* [What you should do] Please keep to the lines below from the one with "box: [11, 287, 1220, 854]" through the one with "positive clicks: (903, 641)", and restate them word for word, ends included.

[Collected data]
##########

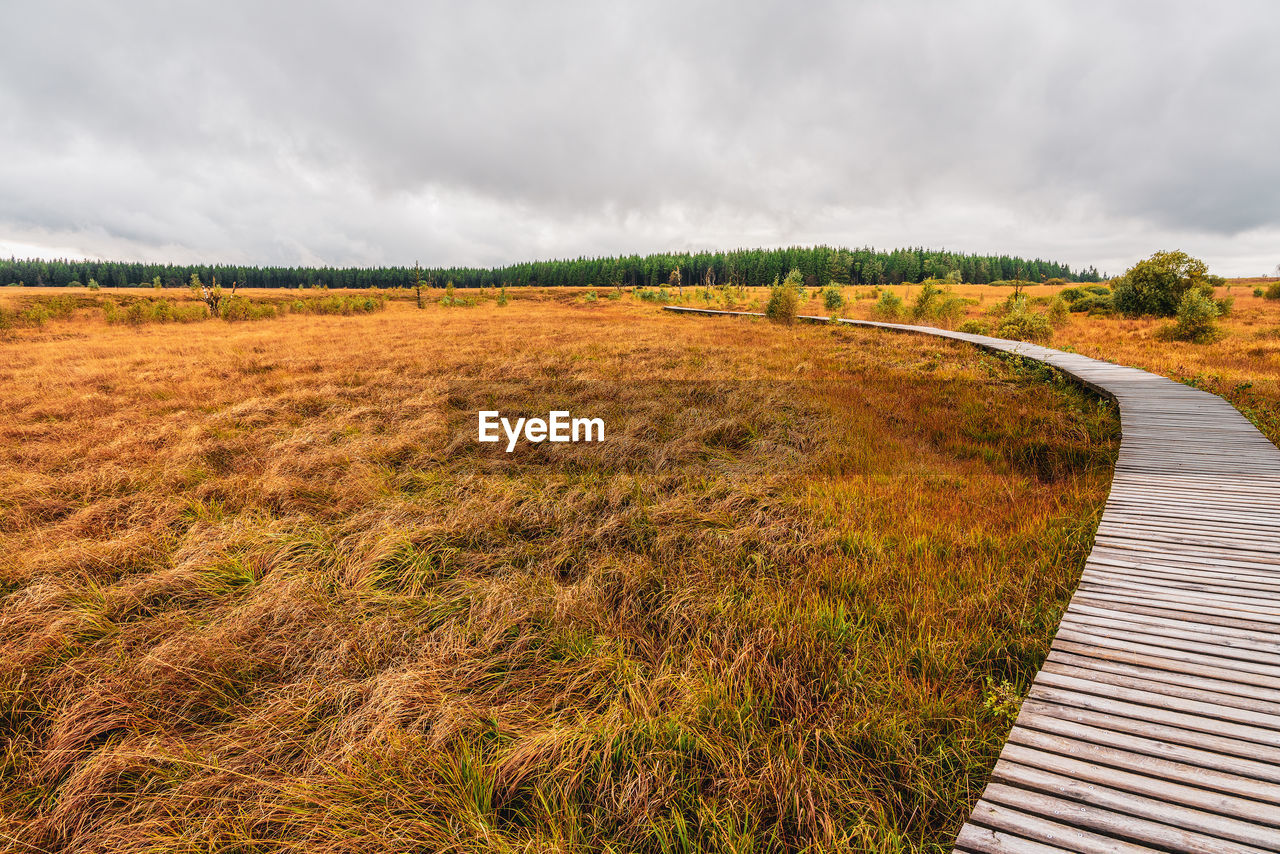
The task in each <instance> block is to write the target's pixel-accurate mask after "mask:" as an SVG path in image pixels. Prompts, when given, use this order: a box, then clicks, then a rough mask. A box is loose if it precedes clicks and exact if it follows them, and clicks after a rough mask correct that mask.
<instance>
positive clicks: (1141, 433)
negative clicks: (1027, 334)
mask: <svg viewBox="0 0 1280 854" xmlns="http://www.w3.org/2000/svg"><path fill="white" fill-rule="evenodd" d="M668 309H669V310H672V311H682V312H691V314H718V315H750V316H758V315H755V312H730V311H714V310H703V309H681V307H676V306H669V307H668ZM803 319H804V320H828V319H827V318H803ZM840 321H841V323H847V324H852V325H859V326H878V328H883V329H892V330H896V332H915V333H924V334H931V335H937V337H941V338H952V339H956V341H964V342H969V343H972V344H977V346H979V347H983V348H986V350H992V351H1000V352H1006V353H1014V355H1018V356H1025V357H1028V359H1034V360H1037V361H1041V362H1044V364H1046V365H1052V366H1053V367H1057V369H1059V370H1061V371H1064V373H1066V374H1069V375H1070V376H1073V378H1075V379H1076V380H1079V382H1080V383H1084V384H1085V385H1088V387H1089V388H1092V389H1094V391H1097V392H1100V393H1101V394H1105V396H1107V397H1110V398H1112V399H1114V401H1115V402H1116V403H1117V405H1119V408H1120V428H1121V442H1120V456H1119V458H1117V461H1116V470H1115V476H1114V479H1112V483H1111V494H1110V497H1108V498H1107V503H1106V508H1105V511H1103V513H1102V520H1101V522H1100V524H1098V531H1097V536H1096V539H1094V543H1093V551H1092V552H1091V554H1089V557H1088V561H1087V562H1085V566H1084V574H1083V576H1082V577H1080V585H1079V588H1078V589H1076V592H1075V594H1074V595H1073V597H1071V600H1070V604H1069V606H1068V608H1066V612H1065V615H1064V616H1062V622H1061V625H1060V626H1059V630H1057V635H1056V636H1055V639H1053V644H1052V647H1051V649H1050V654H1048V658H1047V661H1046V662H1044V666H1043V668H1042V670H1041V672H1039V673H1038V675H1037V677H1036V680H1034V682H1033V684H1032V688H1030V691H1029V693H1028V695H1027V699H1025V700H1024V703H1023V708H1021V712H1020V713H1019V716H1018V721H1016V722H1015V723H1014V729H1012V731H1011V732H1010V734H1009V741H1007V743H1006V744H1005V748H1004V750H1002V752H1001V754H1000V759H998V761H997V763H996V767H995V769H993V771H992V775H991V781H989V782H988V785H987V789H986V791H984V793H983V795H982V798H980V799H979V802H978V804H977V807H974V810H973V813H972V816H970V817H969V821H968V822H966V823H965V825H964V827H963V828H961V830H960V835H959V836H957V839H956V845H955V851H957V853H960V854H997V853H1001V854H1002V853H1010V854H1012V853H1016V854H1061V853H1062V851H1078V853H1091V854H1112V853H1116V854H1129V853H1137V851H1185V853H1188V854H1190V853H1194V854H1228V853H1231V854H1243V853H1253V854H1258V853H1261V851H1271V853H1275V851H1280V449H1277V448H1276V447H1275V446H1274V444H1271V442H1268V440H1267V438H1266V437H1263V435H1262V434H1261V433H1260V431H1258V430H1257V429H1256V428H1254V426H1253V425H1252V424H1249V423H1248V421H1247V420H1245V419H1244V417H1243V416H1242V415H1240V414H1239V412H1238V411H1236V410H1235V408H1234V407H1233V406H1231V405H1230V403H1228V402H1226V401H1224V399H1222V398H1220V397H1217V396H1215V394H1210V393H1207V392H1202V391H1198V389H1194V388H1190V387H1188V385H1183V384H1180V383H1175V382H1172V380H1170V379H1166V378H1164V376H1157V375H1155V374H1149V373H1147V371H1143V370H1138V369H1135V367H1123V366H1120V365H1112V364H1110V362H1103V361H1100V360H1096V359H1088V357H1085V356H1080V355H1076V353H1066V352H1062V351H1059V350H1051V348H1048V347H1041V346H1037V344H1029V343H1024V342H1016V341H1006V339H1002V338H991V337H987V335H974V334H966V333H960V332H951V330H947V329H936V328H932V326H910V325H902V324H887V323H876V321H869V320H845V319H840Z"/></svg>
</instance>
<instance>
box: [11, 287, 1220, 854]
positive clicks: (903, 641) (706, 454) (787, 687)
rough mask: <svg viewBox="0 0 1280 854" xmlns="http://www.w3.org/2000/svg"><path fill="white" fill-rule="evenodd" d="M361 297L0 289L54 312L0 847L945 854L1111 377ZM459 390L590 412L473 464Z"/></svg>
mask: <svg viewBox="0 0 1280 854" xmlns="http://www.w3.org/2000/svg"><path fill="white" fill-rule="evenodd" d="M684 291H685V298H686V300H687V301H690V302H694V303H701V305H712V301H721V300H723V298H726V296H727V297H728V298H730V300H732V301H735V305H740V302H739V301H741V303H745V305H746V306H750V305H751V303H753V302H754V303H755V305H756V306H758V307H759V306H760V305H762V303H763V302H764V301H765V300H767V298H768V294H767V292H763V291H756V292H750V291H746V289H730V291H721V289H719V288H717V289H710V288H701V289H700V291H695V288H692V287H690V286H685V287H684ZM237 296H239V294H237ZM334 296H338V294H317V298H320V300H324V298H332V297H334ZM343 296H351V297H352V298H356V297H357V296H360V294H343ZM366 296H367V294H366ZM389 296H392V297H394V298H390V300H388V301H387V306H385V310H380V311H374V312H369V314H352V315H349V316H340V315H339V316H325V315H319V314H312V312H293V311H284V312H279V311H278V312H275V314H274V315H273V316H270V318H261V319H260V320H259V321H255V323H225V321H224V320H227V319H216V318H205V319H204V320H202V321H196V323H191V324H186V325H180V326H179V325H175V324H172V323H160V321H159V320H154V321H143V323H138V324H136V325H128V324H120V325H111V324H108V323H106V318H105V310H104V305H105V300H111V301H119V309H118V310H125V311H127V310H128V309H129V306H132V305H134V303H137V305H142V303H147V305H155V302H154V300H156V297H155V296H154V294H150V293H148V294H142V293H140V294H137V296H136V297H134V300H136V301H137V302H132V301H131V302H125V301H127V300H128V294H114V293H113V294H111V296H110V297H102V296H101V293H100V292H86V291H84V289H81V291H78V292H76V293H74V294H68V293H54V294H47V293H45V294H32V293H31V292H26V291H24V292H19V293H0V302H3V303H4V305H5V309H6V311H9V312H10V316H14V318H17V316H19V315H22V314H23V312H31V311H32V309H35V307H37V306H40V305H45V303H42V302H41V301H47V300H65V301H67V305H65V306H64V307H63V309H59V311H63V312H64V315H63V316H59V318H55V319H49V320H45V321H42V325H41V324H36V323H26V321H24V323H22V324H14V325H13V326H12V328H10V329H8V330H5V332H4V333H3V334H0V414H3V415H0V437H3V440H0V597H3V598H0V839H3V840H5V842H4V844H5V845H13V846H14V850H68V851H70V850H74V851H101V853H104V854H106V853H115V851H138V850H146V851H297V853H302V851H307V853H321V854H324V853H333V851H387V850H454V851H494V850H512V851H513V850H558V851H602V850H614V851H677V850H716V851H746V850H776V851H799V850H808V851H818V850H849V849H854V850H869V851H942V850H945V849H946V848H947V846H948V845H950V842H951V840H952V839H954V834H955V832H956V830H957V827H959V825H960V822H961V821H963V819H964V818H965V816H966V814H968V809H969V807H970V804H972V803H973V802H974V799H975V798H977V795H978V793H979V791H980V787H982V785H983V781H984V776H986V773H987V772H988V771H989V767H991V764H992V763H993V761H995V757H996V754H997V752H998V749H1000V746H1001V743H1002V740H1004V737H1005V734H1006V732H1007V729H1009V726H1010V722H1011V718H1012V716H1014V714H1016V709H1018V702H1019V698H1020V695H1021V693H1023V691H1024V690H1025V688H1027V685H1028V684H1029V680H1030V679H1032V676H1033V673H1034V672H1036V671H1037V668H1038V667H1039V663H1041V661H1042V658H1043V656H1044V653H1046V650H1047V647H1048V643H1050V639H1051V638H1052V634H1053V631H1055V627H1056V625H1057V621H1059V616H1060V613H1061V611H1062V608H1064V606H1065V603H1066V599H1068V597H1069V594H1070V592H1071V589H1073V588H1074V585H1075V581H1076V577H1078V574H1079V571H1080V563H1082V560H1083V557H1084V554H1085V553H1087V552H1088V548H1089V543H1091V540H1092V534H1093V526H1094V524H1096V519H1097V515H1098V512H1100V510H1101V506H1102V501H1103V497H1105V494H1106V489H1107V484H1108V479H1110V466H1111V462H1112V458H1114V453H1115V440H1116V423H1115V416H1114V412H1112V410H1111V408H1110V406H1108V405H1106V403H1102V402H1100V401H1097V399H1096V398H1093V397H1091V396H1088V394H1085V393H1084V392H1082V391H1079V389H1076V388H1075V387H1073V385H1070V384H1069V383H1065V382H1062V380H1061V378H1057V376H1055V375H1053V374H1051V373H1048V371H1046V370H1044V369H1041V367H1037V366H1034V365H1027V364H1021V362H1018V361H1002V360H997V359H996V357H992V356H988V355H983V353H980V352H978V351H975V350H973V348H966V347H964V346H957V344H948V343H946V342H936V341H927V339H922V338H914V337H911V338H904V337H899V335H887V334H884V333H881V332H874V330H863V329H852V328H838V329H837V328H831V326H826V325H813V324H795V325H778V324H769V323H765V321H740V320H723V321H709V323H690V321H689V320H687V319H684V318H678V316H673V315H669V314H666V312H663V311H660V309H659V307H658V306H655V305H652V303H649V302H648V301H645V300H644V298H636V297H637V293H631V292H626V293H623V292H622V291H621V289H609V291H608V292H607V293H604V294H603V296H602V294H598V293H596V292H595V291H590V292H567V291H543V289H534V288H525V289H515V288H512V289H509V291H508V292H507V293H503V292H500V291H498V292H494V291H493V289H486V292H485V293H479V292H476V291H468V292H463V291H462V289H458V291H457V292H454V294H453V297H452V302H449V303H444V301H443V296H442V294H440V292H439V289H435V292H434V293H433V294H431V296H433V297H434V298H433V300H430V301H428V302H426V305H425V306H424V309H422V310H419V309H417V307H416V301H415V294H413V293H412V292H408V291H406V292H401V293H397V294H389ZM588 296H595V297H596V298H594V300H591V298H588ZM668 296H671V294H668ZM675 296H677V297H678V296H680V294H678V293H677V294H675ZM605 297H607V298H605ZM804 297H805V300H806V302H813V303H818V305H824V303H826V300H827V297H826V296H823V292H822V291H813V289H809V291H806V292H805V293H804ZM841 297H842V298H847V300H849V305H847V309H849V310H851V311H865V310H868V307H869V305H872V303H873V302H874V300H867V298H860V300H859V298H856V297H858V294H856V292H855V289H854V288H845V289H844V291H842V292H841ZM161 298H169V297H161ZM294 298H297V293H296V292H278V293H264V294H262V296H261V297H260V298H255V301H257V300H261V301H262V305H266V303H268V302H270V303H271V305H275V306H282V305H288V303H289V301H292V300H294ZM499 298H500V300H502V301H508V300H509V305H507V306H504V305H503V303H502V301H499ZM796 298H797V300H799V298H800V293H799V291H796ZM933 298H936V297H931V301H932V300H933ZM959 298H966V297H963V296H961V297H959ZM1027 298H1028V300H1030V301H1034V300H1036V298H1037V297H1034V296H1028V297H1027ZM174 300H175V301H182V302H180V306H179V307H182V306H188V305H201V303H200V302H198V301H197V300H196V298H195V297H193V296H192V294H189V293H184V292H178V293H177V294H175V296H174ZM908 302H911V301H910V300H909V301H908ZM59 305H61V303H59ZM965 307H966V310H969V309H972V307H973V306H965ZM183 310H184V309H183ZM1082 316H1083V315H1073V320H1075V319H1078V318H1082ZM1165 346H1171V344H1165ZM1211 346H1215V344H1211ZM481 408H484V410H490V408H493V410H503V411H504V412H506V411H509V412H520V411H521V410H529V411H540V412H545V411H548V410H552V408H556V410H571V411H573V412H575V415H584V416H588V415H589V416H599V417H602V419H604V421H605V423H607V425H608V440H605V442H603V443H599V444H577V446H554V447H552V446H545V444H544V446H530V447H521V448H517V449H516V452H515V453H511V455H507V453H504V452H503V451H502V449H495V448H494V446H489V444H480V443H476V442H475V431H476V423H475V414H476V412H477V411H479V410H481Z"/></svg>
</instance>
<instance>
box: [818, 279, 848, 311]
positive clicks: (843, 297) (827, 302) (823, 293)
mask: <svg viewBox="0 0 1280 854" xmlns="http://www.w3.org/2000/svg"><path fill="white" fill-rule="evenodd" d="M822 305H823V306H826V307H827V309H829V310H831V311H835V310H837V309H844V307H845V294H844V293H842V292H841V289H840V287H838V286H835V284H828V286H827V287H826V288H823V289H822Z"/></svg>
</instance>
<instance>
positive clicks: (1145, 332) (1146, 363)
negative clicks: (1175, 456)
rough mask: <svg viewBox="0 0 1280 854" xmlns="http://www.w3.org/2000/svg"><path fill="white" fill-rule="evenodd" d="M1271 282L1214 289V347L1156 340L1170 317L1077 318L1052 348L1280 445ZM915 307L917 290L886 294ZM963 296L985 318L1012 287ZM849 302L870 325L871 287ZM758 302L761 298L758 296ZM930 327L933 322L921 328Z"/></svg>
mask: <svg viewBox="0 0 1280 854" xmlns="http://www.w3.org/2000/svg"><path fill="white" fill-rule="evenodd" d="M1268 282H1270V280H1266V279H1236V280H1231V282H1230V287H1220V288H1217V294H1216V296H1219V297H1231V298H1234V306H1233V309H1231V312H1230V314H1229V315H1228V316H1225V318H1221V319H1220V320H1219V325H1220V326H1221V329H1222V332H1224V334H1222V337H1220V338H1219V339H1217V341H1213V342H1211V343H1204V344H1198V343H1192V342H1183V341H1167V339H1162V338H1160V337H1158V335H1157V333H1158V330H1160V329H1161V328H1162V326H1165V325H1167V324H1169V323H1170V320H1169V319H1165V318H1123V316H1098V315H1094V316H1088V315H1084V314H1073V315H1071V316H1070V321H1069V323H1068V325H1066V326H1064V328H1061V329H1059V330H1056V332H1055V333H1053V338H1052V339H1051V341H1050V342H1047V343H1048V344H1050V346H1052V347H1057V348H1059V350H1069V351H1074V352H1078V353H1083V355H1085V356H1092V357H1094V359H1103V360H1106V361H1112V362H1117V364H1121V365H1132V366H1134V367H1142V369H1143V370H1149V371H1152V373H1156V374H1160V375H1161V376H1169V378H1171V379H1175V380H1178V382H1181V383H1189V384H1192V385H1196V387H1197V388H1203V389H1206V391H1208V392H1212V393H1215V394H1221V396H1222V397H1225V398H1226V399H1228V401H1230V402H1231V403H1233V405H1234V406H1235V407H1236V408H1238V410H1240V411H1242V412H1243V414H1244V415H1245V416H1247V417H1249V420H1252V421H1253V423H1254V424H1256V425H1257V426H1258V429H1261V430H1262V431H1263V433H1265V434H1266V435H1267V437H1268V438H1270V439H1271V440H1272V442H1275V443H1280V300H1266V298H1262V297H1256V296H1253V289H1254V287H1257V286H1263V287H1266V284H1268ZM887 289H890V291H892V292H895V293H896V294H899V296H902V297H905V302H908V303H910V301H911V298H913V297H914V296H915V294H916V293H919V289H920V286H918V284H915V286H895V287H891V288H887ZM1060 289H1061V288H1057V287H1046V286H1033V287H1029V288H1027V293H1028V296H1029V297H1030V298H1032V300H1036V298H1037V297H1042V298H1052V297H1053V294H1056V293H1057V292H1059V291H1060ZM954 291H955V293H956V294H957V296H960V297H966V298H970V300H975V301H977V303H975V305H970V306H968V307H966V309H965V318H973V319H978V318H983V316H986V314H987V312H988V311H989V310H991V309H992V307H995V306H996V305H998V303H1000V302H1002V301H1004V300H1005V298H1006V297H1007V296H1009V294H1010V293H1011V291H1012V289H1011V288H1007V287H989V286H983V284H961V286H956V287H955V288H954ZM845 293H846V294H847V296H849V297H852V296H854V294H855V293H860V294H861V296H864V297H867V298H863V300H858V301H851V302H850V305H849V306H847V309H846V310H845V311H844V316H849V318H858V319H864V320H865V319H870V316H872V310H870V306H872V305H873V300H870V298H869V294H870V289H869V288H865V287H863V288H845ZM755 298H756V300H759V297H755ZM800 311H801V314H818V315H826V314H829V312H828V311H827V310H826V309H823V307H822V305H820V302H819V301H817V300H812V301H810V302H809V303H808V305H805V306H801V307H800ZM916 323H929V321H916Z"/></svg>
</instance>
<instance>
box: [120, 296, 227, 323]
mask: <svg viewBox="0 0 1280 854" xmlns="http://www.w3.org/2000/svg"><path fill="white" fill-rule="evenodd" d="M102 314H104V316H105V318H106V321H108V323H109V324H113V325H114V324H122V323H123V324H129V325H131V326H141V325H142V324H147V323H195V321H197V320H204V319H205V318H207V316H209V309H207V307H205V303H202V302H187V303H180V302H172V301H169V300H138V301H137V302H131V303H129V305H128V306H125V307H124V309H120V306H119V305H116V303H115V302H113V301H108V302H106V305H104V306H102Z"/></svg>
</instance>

##########

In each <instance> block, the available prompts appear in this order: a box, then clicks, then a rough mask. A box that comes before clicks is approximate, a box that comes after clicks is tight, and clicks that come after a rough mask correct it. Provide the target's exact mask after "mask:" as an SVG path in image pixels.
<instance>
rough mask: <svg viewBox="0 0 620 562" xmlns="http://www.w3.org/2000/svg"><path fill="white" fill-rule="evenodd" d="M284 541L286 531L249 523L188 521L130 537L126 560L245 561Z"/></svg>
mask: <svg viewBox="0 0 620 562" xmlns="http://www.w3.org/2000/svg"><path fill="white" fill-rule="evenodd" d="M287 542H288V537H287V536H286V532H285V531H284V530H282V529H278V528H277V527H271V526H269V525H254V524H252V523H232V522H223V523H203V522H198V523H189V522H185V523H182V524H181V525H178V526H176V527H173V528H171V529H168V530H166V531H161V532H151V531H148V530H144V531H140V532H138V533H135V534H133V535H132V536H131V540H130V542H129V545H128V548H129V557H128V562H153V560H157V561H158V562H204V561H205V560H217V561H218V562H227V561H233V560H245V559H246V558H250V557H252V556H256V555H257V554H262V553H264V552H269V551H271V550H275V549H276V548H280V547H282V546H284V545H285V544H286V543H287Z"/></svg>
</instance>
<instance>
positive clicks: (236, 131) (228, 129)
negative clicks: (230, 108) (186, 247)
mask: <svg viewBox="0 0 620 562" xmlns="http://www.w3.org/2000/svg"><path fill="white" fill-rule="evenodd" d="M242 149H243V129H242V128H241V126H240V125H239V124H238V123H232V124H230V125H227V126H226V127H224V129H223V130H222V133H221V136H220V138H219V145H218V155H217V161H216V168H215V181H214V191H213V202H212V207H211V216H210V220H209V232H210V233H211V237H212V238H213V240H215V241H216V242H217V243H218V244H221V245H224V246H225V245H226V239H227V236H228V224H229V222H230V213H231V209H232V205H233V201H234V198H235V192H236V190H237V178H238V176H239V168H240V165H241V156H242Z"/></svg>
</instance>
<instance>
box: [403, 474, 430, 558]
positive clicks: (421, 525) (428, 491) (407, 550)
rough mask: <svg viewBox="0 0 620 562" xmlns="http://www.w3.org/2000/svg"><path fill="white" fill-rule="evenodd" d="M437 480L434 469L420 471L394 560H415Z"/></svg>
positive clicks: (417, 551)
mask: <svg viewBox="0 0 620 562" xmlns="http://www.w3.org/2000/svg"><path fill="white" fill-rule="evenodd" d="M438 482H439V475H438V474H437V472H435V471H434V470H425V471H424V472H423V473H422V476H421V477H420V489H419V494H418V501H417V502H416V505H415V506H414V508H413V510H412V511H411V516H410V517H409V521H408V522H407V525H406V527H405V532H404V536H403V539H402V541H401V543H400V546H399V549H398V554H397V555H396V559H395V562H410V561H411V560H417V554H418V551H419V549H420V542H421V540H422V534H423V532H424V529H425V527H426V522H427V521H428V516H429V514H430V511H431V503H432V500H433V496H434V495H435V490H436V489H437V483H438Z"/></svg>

##########

* [Result]
box: [11, 287, 1220, 854]
positive clicks: (903, 641) (706, 454) (787, 687)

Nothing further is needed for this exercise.